Y si dijese que la Bayer ha rememorado con orgullo la figura de Félix Hoffman, muchos pensarán que el equipo de Mú-nich, puntero en la Bundesliga, ha fichado a un nuevo entrenador. Y podría citar a Scott Levin, de Filadelfia, a Pedro Cavadas, de Valencia o a Rafael Matesanz, de Madrid. Nuestros jóvenes buscarán inmediatamente en las redes que dominan, si el primero juega la NBA, si el segundo ficha por el Levante o el propio Valencia o si el tercero se traspasa al Getafe, porque no les suena ni en el Madrid ni en el Atlético.
Y se sorprenderán cuando sepan que Scott, con un magnífico equipo del Hospital Infantil de Filadelfia, acaba de trasplantar dos manos a un niño de ocho años «que podrá jugar al fútbol de portero y tocar la guitarra». Y el cirujano valenciano trasplantó, con un gran equipo también, una cara completa a un electricista que sufrió quemaduras graves en accidente de trabajo. Y Rafael Matesanz dirige una organización puntera española, que tiene el honor de ostentar un récord mundial en materia de trasplantes.

Ítems listados:
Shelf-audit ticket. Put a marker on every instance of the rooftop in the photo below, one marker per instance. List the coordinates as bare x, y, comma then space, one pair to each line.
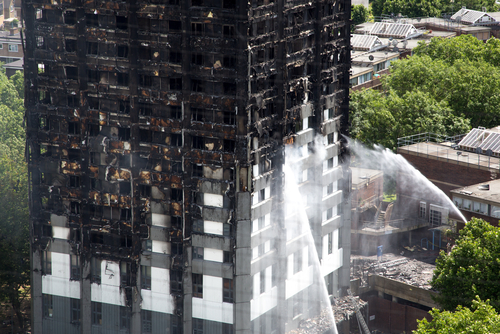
362, 176
486, 192
395, 30
469, 16
445, 149
365, 42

Objetivo del ejercicio: Extrae literalmente del fragmento sobre los trasplantes el pasaje que empieza con "Y se sorprenderán" y sigue hasta "materia de trasplantes.".

Tu solución:
Y se sorprenderán cuando sepan que Scott, con un magnífico equipo del Hospital Infantil de Filadelfia, acaba de trasplantar dos manos a un niño de ocho años «que podrá jugar al fútbol de portero y tocar la guitarra». Y el cirujano valenciano trasplantó, con un gran equipo también, una cara completa a un electricista que sufrió quemaduras graves en accidente de trabajo. Y Rafael Matesanz dirige una organización puntera española, que tiene el honor de ostentar un récord mundial en materia de trasplantes.